◆ **SUPPLIED TEXT**:
__________

Three stories in the news this morning have significant implications for the safety industry regarding the need for critical thinking.
These are:
- https://theconversation.com/fake-podcast-clips-are-misleading-millions-of-people-on-social-media-heres-how-to-spot-them-246425
- https://theconversation.com/dont-rely-on-social-media-users-for-fact-checking-many-dont-care-much-about-the-common-good-246977
- https://www.theguardian.com/technology/2025/jan/17/apple-suspends-ai-generated-news-alert-service-after-bbc-complaint
Each story poses a significant challenge for people who use the Internet, trust AI or believe what is on social media.
In an era when the President of the United States declares anything he doesn’t like as ‘fake news’, we need critical thinking more than ever.
Unfortunately, critical thinking in the safety industry is discouraged, because any negativity is deemed wrong, only compliance is good.

__________

◆ **PROVIDED MATERIAL**:
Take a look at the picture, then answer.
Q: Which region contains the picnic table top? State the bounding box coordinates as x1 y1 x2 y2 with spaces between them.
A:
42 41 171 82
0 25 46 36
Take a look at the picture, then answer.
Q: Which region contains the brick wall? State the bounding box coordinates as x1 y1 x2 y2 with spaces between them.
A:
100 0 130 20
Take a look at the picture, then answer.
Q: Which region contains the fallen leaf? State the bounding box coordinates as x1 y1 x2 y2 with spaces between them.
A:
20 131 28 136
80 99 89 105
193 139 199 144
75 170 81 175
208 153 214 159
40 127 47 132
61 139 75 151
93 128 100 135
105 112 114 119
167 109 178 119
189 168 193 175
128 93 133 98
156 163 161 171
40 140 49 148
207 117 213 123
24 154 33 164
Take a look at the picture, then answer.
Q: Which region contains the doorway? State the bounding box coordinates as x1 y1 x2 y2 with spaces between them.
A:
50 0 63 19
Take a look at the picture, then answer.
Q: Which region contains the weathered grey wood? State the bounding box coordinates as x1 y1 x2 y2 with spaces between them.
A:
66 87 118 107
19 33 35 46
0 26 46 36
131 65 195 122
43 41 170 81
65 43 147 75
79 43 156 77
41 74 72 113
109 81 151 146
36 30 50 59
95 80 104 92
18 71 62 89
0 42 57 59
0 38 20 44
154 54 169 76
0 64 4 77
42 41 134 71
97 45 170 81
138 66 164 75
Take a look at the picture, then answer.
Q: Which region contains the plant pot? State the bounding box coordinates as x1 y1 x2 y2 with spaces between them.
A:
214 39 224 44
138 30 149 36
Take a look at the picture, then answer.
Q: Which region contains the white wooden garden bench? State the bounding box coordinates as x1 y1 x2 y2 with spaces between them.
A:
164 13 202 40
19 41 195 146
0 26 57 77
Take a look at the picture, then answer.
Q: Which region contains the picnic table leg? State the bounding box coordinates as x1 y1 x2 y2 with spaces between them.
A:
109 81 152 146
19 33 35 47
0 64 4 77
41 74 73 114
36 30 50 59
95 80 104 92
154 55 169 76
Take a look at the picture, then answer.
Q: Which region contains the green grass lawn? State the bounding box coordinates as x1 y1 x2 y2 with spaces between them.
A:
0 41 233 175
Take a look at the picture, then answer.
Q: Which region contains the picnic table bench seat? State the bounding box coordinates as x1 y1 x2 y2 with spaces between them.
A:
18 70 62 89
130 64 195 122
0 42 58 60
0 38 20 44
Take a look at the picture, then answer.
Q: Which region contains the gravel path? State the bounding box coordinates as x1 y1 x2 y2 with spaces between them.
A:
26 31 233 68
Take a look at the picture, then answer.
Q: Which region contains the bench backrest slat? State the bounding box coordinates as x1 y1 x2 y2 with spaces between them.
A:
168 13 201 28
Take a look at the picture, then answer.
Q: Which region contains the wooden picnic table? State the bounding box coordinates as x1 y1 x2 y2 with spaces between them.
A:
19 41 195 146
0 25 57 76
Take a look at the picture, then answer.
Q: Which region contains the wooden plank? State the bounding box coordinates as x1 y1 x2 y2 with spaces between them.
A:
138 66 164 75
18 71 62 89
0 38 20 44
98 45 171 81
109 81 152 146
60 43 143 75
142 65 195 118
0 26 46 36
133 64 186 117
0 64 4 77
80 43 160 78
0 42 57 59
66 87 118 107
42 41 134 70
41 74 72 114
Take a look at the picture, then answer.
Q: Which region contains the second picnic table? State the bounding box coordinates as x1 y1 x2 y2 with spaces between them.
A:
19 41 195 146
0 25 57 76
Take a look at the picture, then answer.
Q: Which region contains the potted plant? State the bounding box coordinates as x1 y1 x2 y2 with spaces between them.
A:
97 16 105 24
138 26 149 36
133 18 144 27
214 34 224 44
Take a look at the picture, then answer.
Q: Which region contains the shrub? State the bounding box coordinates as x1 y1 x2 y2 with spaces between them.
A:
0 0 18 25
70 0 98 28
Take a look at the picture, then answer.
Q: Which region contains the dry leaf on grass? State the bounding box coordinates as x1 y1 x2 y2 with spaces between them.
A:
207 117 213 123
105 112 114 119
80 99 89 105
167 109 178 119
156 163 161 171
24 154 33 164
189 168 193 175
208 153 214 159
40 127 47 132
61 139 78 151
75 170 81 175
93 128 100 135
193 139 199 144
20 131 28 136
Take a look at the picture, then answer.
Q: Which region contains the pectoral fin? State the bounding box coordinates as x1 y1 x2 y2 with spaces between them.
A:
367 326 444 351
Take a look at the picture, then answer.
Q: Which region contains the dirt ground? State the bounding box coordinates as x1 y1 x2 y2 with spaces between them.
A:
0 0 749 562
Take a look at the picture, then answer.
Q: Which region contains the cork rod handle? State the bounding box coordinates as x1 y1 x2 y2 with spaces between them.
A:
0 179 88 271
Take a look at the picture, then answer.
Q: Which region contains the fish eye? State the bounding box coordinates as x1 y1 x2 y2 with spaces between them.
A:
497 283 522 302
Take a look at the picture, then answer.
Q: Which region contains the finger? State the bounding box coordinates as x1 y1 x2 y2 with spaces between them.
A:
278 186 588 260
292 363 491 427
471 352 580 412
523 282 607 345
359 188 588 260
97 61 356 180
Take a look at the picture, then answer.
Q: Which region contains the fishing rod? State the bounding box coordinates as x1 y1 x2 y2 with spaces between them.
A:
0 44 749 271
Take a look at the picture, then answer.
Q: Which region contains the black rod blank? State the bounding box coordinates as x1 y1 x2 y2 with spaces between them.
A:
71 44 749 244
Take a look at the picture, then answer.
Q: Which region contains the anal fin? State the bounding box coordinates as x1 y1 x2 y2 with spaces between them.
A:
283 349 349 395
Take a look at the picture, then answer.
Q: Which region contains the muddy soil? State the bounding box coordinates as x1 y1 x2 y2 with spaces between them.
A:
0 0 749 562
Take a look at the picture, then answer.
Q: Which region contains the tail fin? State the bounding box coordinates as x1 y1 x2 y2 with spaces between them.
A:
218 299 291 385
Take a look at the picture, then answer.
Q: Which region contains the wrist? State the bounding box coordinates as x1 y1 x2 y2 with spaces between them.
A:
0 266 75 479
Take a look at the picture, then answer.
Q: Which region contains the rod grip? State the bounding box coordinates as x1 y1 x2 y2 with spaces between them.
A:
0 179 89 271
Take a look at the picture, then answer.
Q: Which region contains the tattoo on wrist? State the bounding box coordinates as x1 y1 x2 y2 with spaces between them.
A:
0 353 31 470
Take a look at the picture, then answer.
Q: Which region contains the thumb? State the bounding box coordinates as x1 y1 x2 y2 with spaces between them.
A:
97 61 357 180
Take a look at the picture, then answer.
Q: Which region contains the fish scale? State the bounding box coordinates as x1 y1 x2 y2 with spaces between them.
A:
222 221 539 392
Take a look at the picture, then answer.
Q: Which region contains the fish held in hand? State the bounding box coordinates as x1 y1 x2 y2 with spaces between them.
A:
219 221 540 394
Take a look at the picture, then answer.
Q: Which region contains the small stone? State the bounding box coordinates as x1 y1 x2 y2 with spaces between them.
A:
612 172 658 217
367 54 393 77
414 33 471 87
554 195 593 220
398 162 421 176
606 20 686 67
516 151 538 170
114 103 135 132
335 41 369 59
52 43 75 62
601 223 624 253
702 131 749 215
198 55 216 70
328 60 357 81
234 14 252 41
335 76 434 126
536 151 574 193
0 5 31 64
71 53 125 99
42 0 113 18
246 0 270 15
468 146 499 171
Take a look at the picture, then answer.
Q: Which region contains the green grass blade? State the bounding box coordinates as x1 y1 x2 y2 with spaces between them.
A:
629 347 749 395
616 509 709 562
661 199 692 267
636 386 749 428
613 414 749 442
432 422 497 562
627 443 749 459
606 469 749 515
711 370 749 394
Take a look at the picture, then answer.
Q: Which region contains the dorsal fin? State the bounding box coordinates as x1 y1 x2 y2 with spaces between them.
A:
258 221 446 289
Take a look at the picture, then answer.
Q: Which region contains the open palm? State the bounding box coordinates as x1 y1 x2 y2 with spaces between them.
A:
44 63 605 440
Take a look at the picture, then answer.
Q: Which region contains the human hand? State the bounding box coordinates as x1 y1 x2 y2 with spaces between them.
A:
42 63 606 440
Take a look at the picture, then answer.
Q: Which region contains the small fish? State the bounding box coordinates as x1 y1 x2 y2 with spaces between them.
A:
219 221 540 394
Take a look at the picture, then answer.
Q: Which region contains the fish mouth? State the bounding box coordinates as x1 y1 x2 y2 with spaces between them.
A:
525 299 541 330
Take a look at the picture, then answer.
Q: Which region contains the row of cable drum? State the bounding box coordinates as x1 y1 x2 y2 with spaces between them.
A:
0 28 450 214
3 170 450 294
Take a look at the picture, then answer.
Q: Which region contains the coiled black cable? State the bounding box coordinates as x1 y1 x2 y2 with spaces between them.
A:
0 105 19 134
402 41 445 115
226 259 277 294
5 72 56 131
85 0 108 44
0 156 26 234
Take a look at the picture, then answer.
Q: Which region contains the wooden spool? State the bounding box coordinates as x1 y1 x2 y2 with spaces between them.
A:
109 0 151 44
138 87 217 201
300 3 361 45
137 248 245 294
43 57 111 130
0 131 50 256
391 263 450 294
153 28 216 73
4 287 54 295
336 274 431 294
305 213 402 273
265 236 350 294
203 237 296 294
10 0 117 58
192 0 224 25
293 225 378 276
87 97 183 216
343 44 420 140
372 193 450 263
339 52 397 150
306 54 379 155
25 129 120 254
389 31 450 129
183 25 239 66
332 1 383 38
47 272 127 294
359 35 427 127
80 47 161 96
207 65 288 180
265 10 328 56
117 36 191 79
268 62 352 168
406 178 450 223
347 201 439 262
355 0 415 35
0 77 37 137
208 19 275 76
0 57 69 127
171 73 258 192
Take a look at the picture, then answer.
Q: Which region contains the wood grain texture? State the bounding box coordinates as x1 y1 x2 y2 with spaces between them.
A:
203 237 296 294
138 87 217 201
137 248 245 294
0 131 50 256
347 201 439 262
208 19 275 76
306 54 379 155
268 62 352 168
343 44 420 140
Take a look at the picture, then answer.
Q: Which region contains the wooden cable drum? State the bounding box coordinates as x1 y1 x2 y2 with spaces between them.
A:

__________

◆ **TASKS TO PERFORM**:
1. Echo the post on critical thinking word for word, from "In an era when" up to and including "compliance is good.".
2. Decide whether each statement below agrees with the post on critical thinking, and answer yes or no for each, quoting the words from the post that settle it. (a) The stories discussed appeared in the news that morning. (b) In the safety industry, critical thinking is encouraged. (c) The challenge posed by each story concerns only people who believe what is on social media.

◆ **SOLVED TASKS**:
1.
In an era when the President of the United States declares anything he doesn’t like as ‘fake news’, we need critical thinking more than ever.
Unfortunately, critical thinking in the safety industry is discouraged, because any negativity is deemed wrong, only compliance is good.

2.
(a) Yes: "Three stories in the news this morning"
(b) No: "critical thinking in the safety industry is discouraged"
(c) No: "Each story poses a significant challenge for people who use the Internet, trust AI or believe what is on social media."